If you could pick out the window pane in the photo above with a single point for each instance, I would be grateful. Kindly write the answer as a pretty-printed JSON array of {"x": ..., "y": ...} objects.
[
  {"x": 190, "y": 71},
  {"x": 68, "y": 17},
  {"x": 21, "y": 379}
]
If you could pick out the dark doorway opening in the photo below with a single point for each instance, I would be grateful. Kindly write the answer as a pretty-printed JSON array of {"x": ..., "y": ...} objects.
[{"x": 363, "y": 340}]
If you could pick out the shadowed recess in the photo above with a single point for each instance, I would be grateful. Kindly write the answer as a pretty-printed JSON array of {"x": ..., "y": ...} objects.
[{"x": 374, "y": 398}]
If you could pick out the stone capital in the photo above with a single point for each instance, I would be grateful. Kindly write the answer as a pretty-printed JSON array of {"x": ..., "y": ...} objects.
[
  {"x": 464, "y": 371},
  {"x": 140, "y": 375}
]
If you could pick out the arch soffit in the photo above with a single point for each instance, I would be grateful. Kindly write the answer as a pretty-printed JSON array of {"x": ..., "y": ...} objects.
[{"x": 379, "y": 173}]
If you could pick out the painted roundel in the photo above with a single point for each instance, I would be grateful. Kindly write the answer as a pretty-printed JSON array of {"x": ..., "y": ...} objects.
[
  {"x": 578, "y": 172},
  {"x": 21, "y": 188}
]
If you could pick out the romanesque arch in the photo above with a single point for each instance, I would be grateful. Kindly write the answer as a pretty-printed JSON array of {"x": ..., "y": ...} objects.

☆ ☆ ☆ ☆ ☆ ☆ ☆

§ **TASK PROMPT**:
Copy nothing except the lines from the one with "If you could pick out the painted" through the end of the records; keep each exactly as it appears, first and last included.

§ **RESPONSE FOR THIS EXERCISE**:
If you could pick out the painted roundel in the photo above with a single point for each instance, I would be grateful. Kindly write the answer as a pretty-printed JSON array of {"x": ..., "y": ...} objects.
[
  {"x": 578, "y": 172},
  {"x": 21, "y": 188}
]
If you could pick out the romanesque arch in the photo above with a single point for each instance, I would be grateful. Kindly write the answer as a pretty-printed JSON array of {"x": ..., "y": ...} objects.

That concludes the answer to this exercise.